Start of Records shown

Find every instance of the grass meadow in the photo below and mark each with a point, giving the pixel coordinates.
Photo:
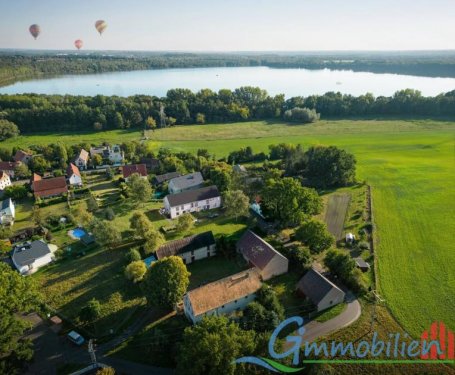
(408, 163)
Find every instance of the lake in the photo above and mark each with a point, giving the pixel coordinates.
(291, 82)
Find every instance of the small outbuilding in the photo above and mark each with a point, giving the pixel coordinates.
(320, 290)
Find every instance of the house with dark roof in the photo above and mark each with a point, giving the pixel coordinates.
(152, 164)
(206, 198)
(30, 256)
(49, 187)
(22, 156)
(260, 254)
(74, 175)
(7, 212)
(320, 290)
(162, 178)
(233, 293)
(187, 182)
(131, 169)
(190, 249)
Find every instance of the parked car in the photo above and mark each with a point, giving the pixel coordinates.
(76, 338)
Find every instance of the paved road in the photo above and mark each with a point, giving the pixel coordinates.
(314, 330)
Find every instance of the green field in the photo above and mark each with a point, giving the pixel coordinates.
(410, 166)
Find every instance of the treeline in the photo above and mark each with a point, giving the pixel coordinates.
(23, 65)
(37, 113)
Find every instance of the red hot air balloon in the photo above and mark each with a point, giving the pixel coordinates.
(78, 43)
(34, 30)
(100, 25)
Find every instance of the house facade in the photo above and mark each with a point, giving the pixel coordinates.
(190, 249)
(187, 182)
(260, 254)
(7, 212)
(192, 201)
(320, 290)
(30, 256)
(5, 181)
(74, 175)
(81, 160)
(233, 293)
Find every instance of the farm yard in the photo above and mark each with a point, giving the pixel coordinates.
(409, 166)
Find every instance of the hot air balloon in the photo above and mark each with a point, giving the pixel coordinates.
(34, 30)
(78, 43)
(100, 26)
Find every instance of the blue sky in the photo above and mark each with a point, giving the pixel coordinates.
(231, 25)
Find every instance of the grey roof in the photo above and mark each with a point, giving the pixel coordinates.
(258, 251)
(27, 253)
(159, 179)
(315, 286)
(188, 181)
(186, 244)
(190, 196)
(5, 204)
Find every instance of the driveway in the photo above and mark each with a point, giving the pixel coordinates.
(314, 330)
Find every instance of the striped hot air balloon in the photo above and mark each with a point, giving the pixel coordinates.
(78, 43)
(100, 25)
(34, 30)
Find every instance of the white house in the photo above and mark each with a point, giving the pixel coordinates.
(260, 254)
(320, 290)
(82, 159)
(30, 256)
(198, 246)
(205, 198)
(5, 181)
(7, 212)
(74, 175)
(233, 293)
(187, 182)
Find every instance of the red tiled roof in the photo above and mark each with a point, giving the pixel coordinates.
(50, 186)
(128, 170)
(72, 169)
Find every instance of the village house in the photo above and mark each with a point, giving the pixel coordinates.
(320, 290)
(131, 169)
(260, 254)
(5, 181)
(49, 187)
(22, 157)
(73, 175)
(188, 182)
(7, 212)
(190, 249)
(30, 256)
(233, 293)
(81, 160)
(192, 201)
(162, 178)
(112, 153)
(9, 167)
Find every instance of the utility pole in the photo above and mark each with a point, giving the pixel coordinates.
(377, 298)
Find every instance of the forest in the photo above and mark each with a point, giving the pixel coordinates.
(21, 65)
(47, 113)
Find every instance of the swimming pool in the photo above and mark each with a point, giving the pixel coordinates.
(77, 233)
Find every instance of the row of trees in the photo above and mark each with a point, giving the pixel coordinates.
(35, 113)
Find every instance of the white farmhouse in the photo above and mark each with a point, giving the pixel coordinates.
(74, 175)
(7, 212)
(205, 198)
(260, 254)
(320, 290)
(5, 181)
(233, 293)
(198, 246)
(30, 256)
(187, 182)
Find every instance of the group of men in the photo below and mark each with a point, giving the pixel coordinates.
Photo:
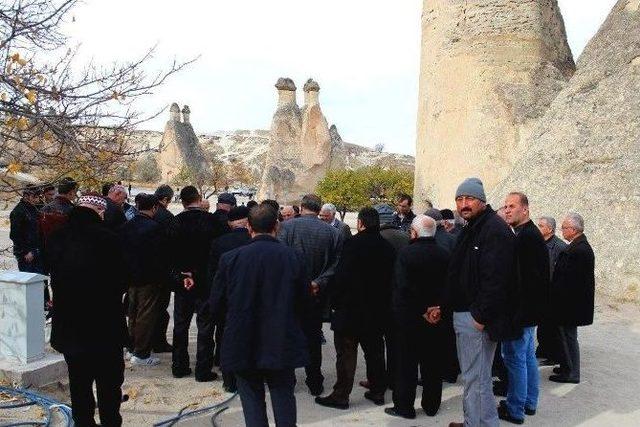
(410, 290)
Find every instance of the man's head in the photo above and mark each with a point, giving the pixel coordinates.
(572, 226)
(164, 193)
(118, 194)
(30, 194)
(147, 203)
(470, 198)
(226, 201)
(311, 204)
(385, 213)
(404, 204)
(423, 226)
(94, 202)
(516, 209)
(238, 217)
(190, 197)
(368, 219)
(263, 220)
(48, 193)
(547, 226)
(328, 213)
(288, 213)
(67, 188)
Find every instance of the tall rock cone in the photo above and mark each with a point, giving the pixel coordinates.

End of Records shown

__Problem to solve__
Only the lines from the one containing "Find every instance of the man's" through the last line of the records belong in the answer, each written out exactly.

__Task answer__
Find every instance of the man's head in the photo above and mark each with a point, giving the pixel coordinates.
(572, 226)
(164, 193)
(118, 194)
(30, 194)
(147, 203)
(470, 198)
(226, 201)
(311, 204)
(385, 213)
(404, 204)
(423, 226)
(94, 202)
(516, 209)
(238, 217)
(190, 197)
(368, 219)
(263, 220)
(48, 193)
(547, 226)
(328, 213)
(288, 213)
(67, 188)
Find every instance of the tall rock cone in the photo above and mark each with a point, giving the pixel coordinates.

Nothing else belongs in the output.